TEXT UNDER STUDY:
What is the cause of my contentedness? Why – and I appreciate you may vomit yourself into a desiccated husk at any moment – Fella of course.

C’mon; this blog does sometimes occupy the niche between Jane Austen and “two girls, one cup”. I can’t believe it’s a shade under 10 months that he and I have been together, and so far things are going great. Lord knows I tried, but bless his heart I can’t seem to shake him. Lucky I adore him, no?

On Friday he and I went to a party; friends of his that are now friends of ours – two ladies who are engaged and saving every penny for their wedding. They earned my heart by organising Fella’s 30th birthday party; and it was our turn to return the favour.

Of course a great time was had by all… indeed, there is a good four-hour portion of my memory entirely absent, that I am assured during which I was ‘hilarious’. Uh oh. Then on Saturday we went out to the Green Carnation in Soho for another now-mutual friend’s birthday, and on Sunday a quiet day in punctuated by a visit to view a charming and ideally-located house I am interested in moving into (more on that later).

Presumably Fella enjoyed the weekend at least as much as I did because he did something that meant a disproportionately large amount to me: he updated his Facebook status to indicate he is in a relationship with me.

His profile had always been studiously silent on his orientation and other related matters and while I deeply desired it to be similar to mine – as open as the moon and skies, indeed – I could hardly complain or fuss about something so inconsequential to proper grown ups :-(

The change caught me by surprise and pleased me absolutely enormously; as did his status promise to be more appreciative! Well, I showed him I appreciated him oh yes…

Long and short of it is - I must be doing something right! Yay!! Now, have you finished being sick yet?


Tuesday 2 March 2010

Pinch and a punch...

So here we are, the beginning of March… winter is coming to an end and spring is on its way. Although winter doesn’t end for a further three weeks – officially – I can sense it has already passed. The sunlight is stronger; the mornings are alive with the dawn chorus as the birds all sing “fuck off out of my tree” each day. It feels good.

I’ll admit the last couple of weeks I’ve been feeling a bit down which is probably at the root of a number of things. However, that’s pretty much over (give or take) so it would probably be good to take stock and see what’s occurring…

Well, my application for my masters degree has progressed to the point where, though not quite ready to be signed, sealed and delivered, and very nearly there. Both my employer and the university have helped me with getting things sorted, and know an application is on its way. I should be set to finish this within a week or so – with a bit of effort!

I have been running and swimming, which is good. Well, the sight of Frumpella lumbering about can’t be described as ‘good’ (even though I got a couple of wolf-whistles today). But we’ll get there.

Extracted data entries:
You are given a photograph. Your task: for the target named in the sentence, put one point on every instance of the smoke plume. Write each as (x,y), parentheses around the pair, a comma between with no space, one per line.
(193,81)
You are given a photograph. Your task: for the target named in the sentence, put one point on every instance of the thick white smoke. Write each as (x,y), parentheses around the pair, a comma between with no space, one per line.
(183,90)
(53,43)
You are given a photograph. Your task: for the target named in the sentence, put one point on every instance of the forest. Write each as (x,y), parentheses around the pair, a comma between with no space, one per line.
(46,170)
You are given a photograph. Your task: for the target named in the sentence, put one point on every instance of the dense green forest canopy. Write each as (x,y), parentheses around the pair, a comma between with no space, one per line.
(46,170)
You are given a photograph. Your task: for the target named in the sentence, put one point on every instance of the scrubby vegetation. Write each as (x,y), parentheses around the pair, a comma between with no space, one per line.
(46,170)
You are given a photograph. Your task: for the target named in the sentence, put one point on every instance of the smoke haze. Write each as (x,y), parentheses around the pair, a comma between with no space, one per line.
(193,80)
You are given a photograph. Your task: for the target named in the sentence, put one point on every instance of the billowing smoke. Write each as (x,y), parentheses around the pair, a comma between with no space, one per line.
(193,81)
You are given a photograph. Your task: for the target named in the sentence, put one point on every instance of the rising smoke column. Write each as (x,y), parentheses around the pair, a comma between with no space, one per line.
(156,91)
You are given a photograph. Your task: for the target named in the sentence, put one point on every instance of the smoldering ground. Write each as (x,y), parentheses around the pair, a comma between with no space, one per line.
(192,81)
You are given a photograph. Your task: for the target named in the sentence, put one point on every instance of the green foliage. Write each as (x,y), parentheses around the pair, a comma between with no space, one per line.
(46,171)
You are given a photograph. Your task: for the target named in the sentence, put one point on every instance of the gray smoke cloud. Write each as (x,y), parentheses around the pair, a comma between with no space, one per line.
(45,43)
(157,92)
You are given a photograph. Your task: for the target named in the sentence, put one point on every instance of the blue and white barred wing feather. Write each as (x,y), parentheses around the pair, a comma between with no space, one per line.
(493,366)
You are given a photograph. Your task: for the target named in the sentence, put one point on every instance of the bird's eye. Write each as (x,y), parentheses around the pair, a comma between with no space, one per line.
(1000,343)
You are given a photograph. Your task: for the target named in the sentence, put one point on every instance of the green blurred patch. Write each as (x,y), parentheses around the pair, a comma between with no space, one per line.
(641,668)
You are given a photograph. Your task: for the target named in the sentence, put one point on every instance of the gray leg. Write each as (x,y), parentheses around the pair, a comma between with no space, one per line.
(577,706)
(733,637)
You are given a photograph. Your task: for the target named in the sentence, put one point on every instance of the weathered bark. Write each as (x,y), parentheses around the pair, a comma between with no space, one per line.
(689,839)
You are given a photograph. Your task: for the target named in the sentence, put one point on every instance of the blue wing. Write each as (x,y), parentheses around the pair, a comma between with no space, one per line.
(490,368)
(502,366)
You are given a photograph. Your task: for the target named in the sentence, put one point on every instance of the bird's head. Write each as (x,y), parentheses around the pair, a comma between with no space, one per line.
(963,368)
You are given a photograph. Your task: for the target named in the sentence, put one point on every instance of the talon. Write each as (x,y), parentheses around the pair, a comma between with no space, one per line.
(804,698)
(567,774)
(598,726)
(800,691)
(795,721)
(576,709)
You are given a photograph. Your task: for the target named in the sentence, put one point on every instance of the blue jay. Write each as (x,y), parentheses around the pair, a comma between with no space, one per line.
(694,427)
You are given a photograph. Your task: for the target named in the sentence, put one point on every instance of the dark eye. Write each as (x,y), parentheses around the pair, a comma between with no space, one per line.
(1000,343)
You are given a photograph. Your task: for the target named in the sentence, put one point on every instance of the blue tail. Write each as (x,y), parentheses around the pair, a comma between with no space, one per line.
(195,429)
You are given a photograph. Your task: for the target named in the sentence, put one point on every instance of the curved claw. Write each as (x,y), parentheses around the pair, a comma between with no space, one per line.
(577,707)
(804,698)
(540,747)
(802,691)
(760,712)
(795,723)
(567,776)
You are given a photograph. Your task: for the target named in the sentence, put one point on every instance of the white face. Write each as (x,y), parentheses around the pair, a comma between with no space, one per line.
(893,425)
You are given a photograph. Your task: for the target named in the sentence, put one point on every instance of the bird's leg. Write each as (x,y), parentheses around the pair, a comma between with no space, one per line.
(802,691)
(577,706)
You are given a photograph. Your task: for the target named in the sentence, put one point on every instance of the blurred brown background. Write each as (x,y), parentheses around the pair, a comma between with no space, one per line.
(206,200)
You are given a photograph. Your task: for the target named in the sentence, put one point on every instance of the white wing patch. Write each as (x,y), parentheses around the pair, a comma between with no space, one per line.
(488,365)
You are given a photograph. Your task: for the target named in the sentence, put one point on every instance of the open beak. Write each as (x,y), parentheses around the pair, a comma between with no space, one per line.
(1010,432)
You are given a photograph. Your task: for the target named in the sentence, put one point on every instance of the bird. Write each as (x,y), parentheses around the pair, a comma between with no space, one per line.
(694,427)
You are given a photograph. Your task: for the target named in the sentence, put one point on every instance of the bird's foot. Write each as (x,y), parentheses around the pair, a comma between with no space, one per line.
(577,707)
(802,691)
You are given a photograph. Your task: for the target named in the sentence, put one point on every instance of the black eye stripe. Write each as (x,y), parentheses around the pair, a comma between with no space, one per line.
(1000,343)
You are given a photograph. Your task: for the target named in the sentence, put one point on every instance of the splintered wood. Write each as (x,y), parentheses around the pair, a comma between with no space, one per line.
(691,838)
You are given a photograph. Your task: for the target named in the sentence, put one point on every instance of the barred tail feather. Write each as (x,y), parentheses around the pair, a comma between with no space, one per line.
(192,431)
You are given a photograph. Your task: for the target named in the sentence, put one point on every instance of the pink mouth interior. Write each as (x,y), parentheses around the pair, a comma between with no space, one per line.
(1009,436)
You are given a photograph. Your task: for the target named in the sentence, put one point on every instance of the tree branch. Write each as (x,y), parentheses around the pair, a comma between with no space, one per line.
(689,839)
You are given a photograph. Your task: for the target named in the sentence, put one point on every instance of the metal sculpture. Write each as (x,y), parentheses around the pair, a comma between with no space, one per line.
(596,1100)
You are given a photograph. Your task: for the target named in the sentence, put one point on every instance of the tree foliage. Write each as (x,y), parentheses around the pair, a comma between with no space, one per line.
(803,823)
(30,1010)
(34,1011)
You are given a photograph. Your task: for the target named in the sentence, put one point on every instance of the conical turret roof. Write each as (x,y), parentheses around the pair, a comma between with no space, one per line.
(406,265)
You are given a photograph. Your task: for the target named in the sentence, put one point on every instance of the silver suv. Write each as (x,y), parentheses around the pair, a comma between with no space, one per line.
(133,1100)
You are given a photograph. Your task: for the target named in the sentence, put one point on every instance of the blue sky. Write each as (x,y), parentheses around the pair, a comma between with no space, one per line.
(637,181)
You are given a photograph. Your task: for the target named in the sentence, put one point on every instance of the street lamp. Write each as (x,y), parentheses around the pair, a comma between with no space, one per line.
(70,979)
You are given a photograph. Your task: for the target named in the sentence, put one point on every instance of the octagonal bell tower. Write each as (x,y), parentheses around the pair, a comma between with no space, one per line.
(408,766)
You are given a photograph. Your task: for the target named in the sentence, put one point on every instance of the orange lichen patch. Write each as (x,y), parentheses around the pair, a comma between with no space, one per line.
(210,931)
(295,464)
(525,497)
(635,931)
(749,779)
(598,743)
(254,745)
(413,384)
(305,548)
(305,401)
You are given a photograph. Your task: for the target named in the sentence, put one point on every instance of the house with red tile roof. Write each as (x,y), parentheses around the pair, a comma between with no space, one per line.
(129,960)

ASSIGNED TASK 1:
Say whether each statement agrees with the blog post. Answer yes or no and quote the words that decide it. (a) Fella changed his Facebook status to show he is in a relationship with the writer. (b) On Saturday the two went to the Green Carnation in Soho for Fella's birthday. (c) The writer's masters degree application is finished and ready to be sent.
ASSIGNED TASK 2:
Reproduce the part of the blog post that opens with the words containing "Of course a" and closes with "on that later).".
Work only from the blog post itself.

EXERCISE OUTPUT 1:
(a) Yes: "he updated his Facebook status to indicate he is in a relationship with me"
(b) No: "for another now-mutual friend’s birthday"
(c) No: "though not quite ready to be signed, sealed and delivered"

EXERCISE OUTPUT 2:
Of course a great time was had by all… indeed, there is a good four-hour portion of my memory entirely absent, that I am assured during which I was ‘hilarious’. Uh oh. Then on Saturday we went out to the Green Carnation in Soho for another now-mutual friend’s birthday, and on Sunday a quiet day in punctuated by a visit to view a charming and ideally-located house I am interested in moving into (more on that later).